## What you need to do
Copy out each line of the data that holds the string "head".

═══ Extracted material ═══

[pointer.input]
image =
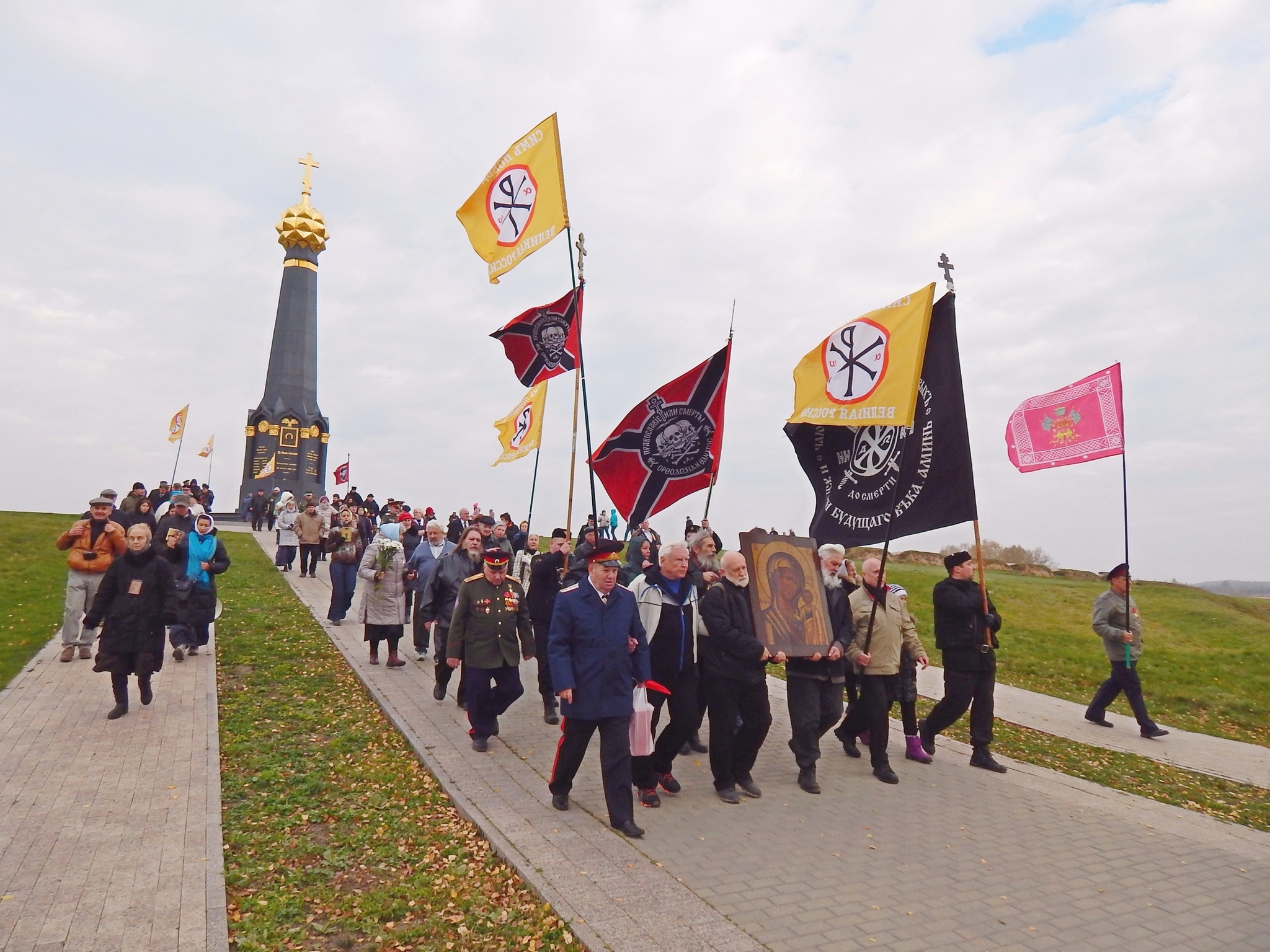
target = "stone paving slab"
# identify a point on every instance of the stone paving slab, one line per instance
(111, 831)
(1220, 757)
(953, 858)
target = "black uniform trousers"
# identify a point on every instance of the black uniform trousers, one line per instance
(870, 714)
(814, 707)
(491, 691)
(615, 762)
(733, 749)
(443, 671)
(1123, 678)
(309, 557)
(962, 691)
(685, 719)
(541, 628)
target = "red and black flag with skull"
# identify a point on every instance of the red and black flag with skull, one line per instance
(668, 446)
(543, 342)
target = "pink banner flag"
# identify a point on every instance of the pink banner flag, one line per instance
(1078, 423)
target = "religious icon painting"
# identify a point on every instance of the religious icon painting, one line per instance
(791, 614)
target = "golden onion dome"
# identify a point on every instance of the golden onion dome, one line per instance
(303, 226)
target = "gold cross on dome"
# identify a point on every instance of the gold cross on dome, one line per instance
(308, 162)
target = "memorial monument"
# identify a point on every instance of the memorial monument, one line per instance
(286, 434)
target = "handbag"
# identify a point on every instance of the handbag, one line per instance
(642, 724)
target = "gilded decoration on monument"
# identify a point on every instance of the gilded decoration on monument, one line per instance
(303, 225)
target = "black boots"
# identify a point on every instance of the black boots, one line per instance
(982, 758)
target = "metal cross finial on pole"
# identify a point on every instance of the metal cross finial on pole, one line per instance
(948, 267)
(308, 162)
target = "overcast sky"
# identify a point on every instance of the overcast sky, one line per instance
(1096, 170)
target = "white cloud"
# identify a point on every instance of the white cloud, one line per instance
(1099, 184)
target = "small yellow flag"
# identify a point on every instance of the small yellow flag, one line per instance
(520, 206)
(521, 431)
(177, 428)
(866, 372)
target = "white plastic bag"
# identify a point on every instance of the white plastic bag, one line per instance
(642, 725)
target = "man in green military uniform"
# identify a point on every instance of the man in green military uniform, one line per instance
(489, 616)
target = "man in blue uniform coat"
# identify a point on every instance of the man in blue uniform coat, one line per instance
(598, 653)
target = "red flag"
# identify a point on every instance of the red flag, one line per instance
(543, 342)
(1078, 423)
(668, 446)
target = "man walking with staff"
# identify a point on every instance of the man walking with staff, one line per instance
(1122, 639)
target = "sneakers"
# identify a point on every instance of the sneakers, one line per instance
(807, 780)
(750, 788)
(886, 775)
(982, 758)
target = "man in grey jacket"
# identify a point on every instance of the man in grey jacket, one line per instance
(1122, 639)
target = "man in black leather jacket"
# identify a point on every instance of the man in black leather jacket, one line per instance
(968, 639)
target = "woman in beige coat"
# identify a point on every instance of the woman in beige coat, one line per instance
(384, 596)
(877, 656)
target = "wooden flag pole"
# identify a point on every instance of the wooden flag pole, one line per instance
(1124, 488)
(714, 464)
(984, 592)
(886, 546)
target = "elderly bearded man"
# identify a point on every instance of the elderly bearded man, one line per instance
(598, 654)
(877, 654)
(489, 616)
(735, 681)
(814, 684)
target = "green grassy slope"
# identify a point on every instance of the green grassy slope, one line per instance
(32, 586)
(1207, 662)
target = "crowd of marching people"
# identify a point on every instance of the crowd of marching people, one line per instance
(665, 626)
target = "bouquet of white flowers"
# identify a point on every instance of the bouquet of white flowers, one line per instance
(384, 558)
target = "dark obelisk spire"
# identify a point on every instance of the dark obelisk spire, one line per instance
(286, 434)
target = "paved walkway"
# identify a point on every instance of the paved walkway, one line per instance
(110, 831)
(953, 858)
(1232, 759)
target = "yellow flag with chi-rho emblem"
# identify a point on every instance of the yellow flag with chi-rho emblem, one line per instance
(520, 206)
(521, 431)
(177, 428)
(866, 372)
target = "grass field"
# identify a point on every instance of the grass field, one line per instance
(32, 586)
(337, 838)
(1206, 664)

═══
═══ Extracted material ═══

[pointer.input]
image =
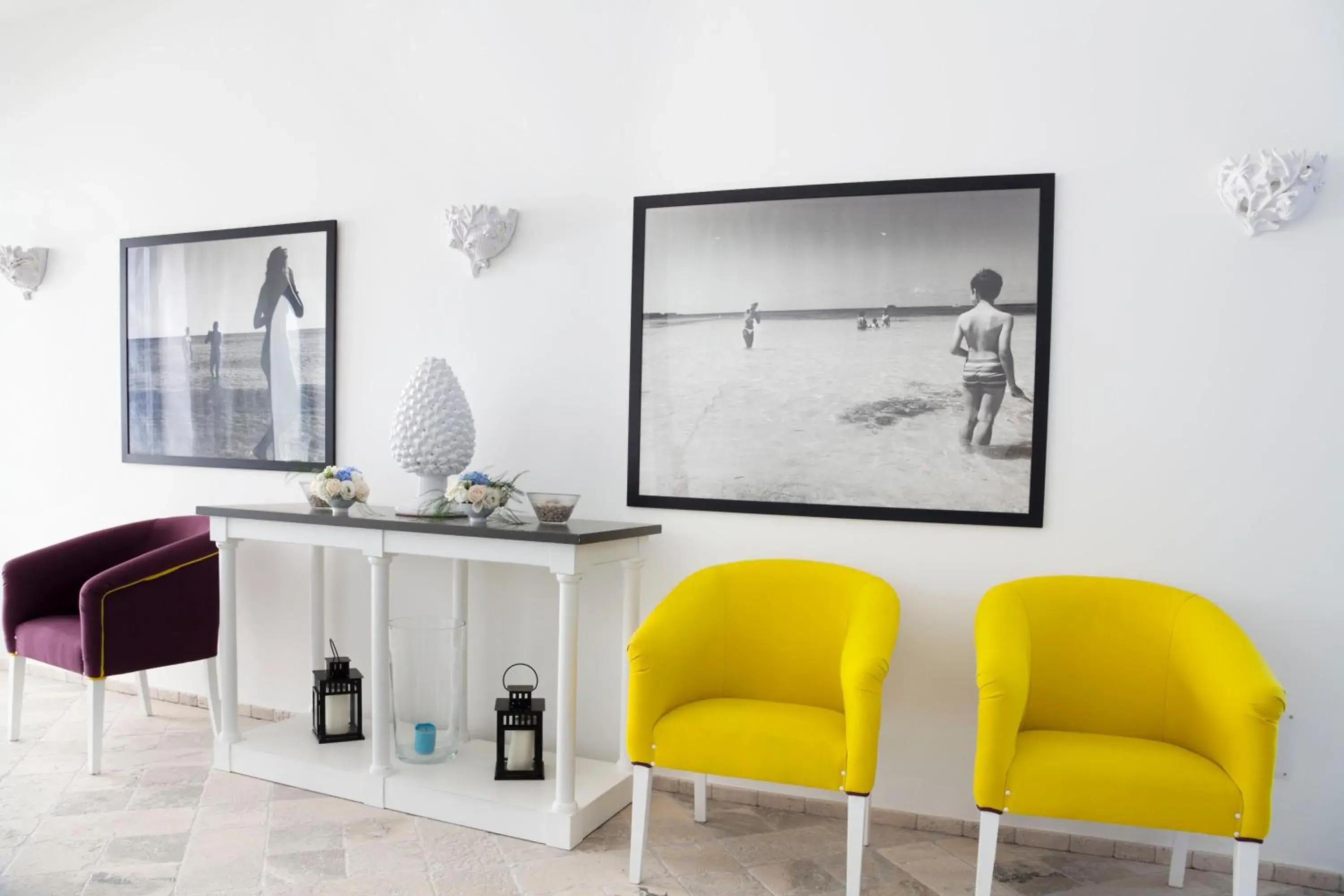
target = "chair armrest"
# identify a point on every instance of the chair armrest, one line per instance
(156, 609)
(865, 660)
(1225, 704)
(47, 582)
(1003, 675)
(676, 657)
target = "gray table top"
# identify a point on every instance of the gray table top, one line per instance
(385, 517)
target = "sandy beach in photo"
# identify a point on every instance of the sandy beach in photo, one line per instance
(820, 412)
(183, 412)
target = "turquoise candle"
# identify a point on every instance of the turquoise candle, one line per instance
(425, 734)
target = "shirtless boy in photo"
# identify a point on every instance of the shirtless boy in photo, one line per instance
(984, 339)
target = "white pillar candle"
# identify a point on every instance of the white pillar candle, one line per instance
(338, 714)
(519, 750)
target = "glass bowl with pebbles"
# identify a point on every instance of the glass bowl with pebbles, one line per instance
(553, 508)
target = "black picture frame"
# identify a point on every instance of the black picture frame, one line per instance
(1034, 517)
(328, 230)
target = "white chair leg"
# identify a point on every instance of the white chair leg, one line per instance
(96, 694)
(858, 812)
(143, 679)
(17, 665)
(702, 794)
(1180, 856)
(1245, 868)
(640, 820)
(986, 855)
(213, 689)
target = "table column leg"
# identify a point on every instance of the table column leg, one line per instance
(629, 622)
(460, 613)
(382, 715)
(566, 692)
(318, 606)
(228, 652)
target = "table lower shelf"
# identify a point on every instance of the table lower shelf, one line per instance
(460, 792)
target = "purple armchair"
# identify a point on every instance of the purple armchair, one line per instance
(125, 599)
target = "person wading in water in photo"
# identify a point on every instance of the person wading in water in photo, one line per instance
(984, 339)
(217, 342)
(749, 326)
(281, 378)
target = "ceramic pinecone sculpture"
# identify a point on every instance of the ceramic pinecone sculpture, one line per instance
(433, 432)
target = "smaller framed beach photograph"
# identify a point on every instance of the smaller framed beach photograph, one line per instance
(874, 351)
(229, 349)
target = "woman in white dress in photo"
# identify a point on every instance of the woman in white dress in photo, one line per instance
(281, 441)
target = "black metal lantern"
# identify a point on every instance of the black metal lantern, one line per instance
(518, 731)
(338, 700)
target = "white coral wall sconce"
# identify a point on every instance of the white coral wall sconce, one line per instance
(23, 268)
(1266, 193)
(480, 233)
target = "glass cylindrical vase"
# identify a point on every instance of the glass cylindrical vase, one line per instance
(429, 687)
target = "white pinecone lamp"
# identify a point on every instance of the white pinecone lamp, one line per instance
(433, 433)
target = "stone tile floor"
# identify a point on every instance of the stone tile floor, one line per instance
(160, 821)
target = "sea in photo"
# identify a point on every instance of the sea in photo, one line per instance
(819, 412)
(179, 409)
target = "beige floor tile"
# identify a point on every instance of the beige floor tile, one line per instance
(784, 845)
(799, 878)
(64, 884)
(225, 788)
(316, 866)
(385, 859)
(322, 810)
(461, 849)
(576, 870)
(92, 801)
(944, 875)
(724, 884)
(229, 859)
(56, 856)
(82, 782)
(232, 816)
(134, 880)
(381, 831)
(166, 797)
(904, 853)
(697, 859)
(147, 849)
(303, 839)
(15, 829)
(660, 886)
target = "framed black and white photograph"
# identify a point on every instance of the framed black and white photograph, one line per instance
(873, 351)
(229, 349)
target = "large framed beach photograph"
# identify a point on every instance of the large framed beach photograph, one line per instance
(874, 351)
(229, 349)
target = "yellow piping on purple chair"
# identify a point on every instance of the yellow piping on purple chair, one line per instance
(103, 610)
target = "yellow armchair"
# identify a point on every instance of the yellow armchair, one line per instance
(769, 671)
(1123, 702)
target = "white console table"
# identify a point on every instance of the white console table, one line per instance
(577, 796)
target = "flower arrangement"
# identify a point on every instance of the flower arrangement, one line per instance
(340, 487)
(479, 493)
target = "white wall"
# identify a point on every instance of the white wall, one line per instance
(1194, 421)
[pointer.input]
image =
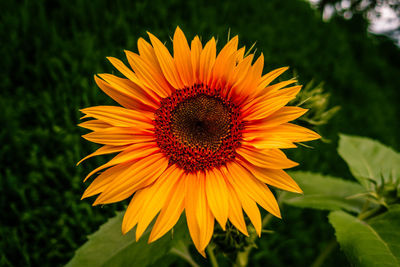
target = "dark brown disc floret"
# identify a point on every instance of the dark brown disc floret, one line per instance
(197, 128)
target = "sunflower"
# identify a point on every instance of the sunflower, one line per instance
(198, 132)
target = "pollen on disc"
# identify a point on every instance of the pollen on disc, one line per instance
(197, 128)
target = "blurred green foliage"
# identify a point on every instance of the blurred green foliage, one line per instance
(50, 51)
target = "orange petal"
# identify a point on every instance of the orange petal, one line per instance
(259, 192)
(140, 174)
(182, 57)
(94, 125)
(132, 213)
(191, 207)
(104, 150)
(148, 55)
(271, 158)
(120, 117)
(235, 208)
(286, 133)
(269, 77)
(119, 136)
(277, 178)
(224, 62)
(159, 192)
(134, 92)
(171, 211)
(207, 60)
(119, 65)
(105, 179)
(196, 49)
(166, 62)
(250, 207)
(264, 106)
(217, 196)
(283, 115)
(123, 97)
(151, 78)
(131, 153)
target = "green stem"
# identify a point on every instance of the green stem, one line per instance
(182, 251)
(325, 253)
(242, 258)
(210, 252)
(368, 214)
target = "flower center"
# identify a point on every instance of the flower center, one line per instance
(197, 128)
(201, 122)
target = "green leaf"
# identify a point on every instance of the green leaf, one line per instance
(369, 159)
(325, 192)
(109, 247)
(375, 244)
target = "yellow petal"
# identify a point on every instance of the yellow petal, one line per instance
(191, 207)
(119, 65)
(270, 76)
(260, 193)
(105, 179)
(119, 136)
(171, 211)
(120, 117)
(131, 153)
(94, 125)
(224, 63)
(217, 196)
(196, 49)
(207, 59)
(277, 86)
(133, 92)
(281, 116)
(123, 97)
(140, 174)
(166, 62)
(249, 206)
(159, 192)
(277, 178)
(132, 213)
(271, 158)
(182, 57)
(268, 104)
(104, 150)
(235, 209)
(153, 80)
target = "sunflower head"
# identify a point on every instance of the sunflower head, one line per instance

═══

## Result
target = "sunflower head"
# identify a point on every instance of the sunflower head, one line per instance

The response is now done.